======== RECORD EXTRACTS ========

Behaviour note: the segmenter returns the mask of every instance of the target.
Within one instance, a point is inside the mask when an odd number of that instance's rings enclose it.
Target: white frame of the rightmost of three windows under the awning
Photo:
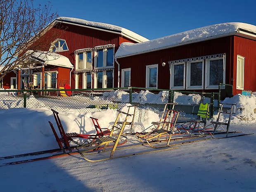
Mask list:
[[[205,59],[205,87],[204,89],[218,89],[219,85],[209,85],[210,84],[210,61],[213,60],[220,60],[223,59],[223,84],[225,84],[225,74],[226,74],[226,57],[216,57],[216,58],[211,58],[211,59]]]

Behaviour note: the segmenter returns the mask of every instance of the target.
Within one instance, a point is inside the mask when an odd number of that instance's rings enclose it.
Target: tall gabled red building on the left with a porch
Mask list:
[[[64,84],[71,88],[117,87],[119,66],[114,54],[119,45],[147,40],[119,26],[59,17],[42,31],[40,38],[31,42],[29,50],[24,50],[31,53],[34,64],[19,66],[17,76],[12,78],[17,78],[18,89],[27,83],[44,89]],[[6,76],[5,80],[11,81],[8,78],[11,77]],[[5,80],[3,87],[10,88],[10,83],[4,85]]]

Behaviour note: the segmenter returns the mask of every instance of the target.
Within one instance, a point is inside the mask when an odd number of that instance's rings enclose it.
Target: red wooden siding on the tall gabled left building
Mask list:
[[[74,26],[71,24],[61,24],[61,26],[59,25],[55,26],[51,28],[49,31],[47,31],[31,47],[44,44],[47,46],[42,47],[43,50],[48,51],[50,47],[50,43],[57,38],[66,40],[66,44],[69,48],[68,51],[57,52],[57,53],[69,58],[73,66],[75,66],[75,63],[76,63],[75,54],[74,54],[75,50],[83,49],[83,48],[93,48],[95,46],[100,46],[100,45],[114,44],[115,52],[116,52],[120,43],[123,43],[123,42],[135,43],[133,40],[124,38],[119,34],[110,33],[106,31],[99,31],[96,29],[86,28],[81,26]],[[61,81],[60,78],[62,78],[63,80],[69,79],[69,73],[66,73],[66,72],[64,73],[65,75],[64,74],[60,75],[60,73],[58,74],[59,82]],[[114,87],[117,87],[117,76],[118,76],[118,66],[115,63]],[[73,72],[71,73],[71,88],[75,88],[75,75]]]

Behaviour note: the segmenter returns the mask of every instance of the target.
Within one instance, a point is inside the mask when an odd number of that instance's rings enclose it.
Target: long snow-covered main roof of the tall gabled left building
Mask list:
[[[77,18],[72,18],[72,17],[58,17],[57,19],[55,19],[55,21],[62,22],[62,23],[74,24],[74,25],[80,25],[83,27],[94,28],[94,29],[101,30],[101,31],[108,31],[111,33],[118,33],[123,36],[126,36],[127,38],[135,40],[138,43],[148,41],[147,38],[142,37],[142,36],[138,35],[137,33],[134,33],[133,31],[130,31],[126,28],[122,28],[122,27],[119,27],[116,25],[104,24],[104,23],[99,23],[99,22],[94,22],[94,21],[87,21],[84,19],[77,19]]]

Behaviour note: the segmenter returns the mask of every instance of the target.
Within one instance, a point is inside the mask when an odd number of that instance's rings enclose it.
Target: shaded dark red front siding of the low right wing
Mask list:
[[[130,68],[131,86],[145,87],[146,85],[146,66],[158,64],[158,88],[170,88],[170,71],[168,61],[200,57],[206,55],[215,55],[226,53],[226,71],[231,68],[231,48],[232,37],[223,37],[213,40],[207,40],[178,47],[172,47],[164,50],[149,52],[141,55],[134,55],[118,59],[120,68]],[[166,66],[161,64],[165,62]],[[230,84],[232,74],[226,72],[226,83]],[[199,90],[202,91],[202,90]],[[209,90],[205,90],[209,91]]]

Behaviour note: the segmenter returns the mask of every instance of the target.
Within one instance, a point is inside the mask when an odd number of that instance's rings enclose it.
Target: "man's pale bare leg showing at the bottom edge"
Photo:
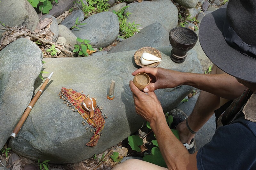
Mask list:
[[[155,164],[139,160],[139,159],[128,159],[121,164],[116,165],[112,170],[168,170],[167,168],[157,166]]]

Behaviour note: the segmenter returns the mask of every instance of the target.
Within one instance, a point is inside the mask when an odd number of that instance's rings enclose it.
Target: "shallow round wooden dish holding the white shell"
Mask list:
[[[135,53],[134,53],[134,61],[135,63],[140,66],[140,67],[156,67],[158,66],[158,64],[160,64],[160,62],[157,63],[153,63],[153,64],[149,64],[149,65],[142,65],[140,63],[140,57],[143,53],[149,53],[152,55],[155,55],[158,58],[162,58],[161,53],[159,50],[157,50],[156,48],[152,48],[152,47],[143,47],[138,49]]]

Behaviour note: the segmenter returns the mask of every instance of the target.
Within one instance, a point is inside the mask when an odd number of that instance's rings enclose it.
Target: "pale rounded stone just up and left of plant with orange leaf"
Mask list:
[[[70,29],[66,26],[59,25],[59,35],[66,39],[68,45],[75,45],[76,43],[76,35],[72,33]]]

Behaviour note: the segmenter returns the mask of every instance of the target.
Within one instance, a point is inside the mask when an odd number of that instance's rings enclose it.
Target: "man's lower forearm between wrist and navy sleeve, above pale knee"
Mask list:
[[[156,135],[157,143],[168,169],[197,169],[196,153],[189,154],[184,145],[172,133],[165,117],[151,122],[150,126]]]

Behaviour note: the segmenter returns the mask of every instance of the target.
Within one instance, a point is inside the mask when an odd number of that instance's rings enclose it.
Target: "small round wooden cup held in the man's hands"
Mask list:
[[[146,73],[138,73],[134,76],[132,81],[140,91],[143,91],[143,89],[150,83],[150,78]]]

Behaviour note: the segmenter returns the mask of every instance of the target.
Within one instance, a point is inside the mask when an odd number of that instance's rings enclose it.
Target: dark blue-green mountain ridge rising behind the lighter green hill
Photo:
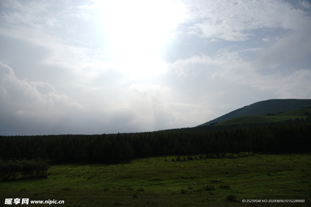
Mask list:
[[[300,109],[302,107],[311,106],[311,99],[270,99],[266,101],[259,101],[248,106],[231,111],[225,115],[222,115],[216,119],[208,121],[198,126],[209,125],[215,122],[222,122],[228,119],[237,118],[240,116],[249,115],[266,115],[268,113],[279,113],[281,111],[291,111]]]

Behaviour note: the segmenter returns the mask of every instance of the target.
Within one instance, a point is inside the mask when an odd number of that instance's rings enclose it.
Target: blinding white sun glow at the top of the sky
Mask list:
[[[185,19],[182,2],[105,1],[100,8],[102,32],[109,39],[118,70],[132,78],[165,72],[160,55],[165,43],[174,37],[172,30]]]

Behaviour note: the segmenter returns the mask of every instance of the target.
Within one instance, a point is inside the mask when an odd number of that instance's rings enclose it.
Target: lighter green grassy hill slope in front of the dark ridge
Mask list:
[[[244,123],[254,123],[254,122],[276,122],[276,121],[284,121],[287,119],[305,119],[307,115],[304,115],[305,112],[311,113],[311,109],[295,109],[282,114],[277,114],[274,116],[241,116],[234,119],[229,119],[220,124],[244,124]]]

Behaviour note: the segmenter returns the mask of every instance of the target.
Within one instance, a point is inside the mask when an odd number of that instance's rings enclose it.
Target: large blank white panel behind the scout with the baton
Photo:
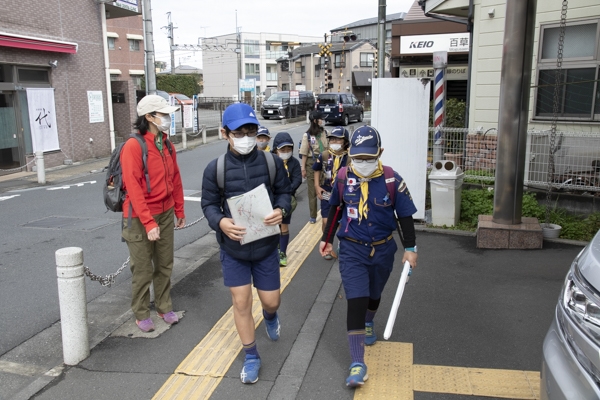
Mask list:
[[[371,117],[385,149],[381,160],[406,181],[416,219],[425,219],[429,85],[419,79],[373,80]]]

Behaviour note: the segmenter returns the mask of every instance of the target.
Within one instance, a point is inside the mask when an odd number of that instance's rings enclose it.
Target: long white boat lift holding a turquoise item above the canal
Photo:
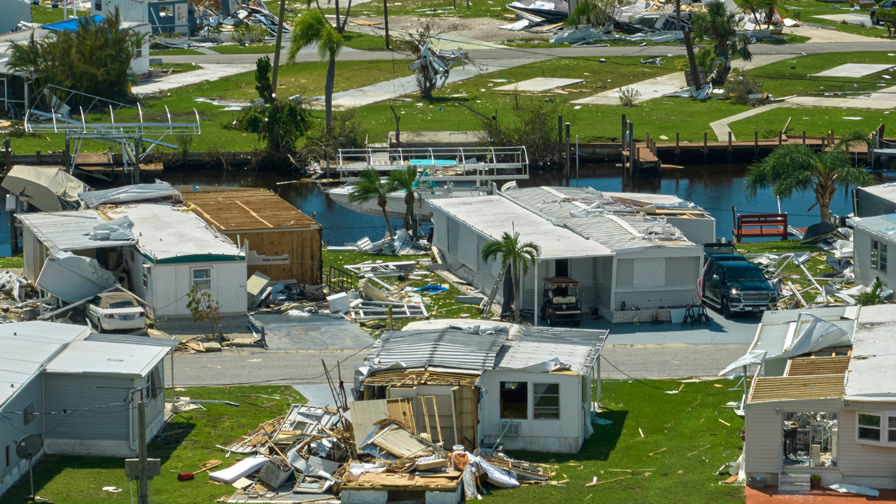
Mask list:
[[[392,170],[409,166],[418,167],[420,182],[529,178],[529,155],[524,146],[340,149],[335,169],[342,181],[352,182],[366,169],[388,176]]]

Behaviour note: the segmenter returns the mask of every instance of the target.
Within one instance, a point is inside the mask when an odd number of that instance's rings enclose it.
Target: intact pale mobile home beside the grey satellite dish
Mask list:
[[[28,468],[15,455],[26,434],[45,454],[136,456],[137,401],[146,403],[146,439],[164,424],[162,359],[177,344],[161,338],[93,335],[87,326],[21,322],[0,326],[0,495]]]

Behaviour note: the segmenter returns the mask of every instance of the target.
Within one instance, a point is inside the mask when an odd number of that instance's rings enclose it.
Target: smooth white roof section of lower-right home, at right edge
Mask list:
[[[845,400],[896,401],[896,305],[862,307],[847,376]]]

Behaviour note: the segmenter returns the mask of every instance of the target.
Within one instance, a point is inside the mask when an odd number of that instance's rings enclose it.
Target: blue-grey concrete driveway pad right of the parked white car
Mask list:
[[[374,343],[374,338],[358,326],[330,314],[255,315],[264,326],[269,351],[359,350]]]

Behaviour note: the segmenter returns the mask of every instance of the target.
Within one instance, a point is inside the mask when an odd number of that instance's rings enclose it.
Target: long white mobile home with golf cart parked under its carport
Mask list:
[[[497,196],[429,200],[434,245],[453,274],[491,291],[500,261],[483,262],[483,245],[512,231],[538,244],[542,254],[525,275],[521,294],[522,308],[536,312],[544,296],[541,279],[550,276],[581,282],[582,312],[597,309],[613,323],[646,321],[654,314],[668,320],[668,308],[692,302],[702,246],[664,217],[614,210],[612,202],[601,202],[605,196],[586,189],[563,190],[531,187]],[[503,300],[500,292],[497,299]]]

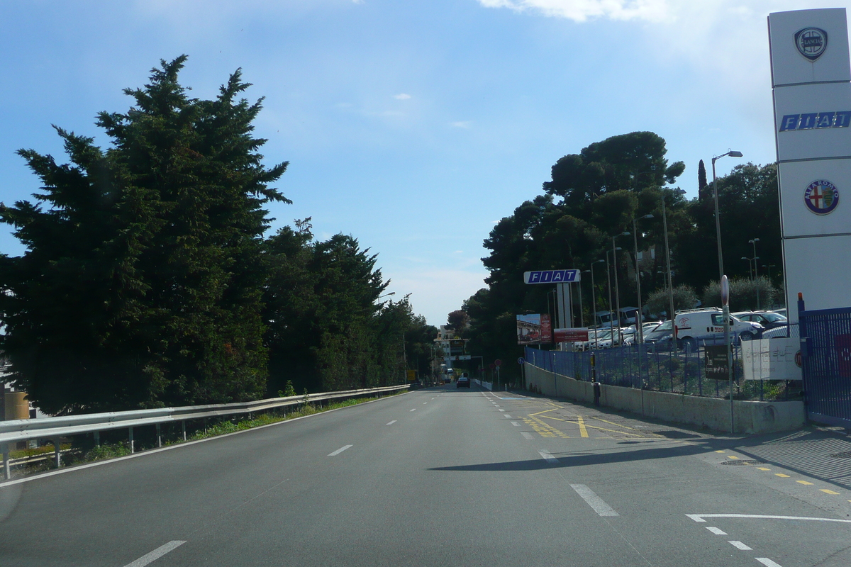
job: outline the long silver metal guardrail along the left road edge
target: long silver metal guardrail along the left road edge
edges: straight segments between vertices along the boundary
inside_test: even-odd
[[[340,392],[324,392],[322,394],[306,394],[286,398],[269,398],[232,404],[186,405],[183,407],[167,407],[154,410],[106,411],[89,413],[78,416],[42,417],[39,419],[14,419],[0,422],[0,451],[3,451],[3,475],[9,479],[9,443],[26,441],[28,439],[58,439],[69,435],[98,434],[100,431],[111,429],[129,429],[130,452],[134,452],[133,428],[146,425],[159,426],[162,423],[183,422],[184,439],[186,439],[186,421],[204,417],[235,416],[255,411],[272,410],[279,407],[300,405],[315,401],[341,400],[358,398],[369,394],[383,394],[408,389],[408,384],[385,386],[382,388],[363,388],[343,390]],[[158,445],[162,445],[158,442]],[[59,443],[56,443],[59,446]],[[60,454],[55,455],[57,466],[60,465]]]

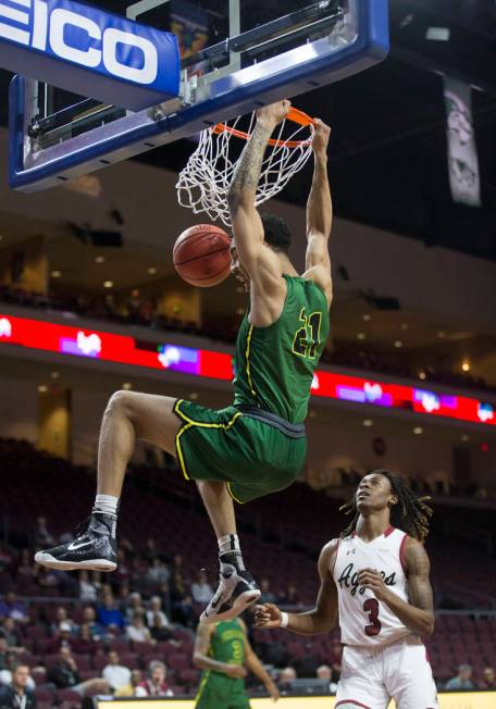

========

Please find every line in the listing that holds the string "dish" and copy it.

- [SOLUTION FOR THIS PROBLEM]:
Target: "shallow round wooden dish holding the white shell"
Target: intact pale mobile home beside the grey satellite dish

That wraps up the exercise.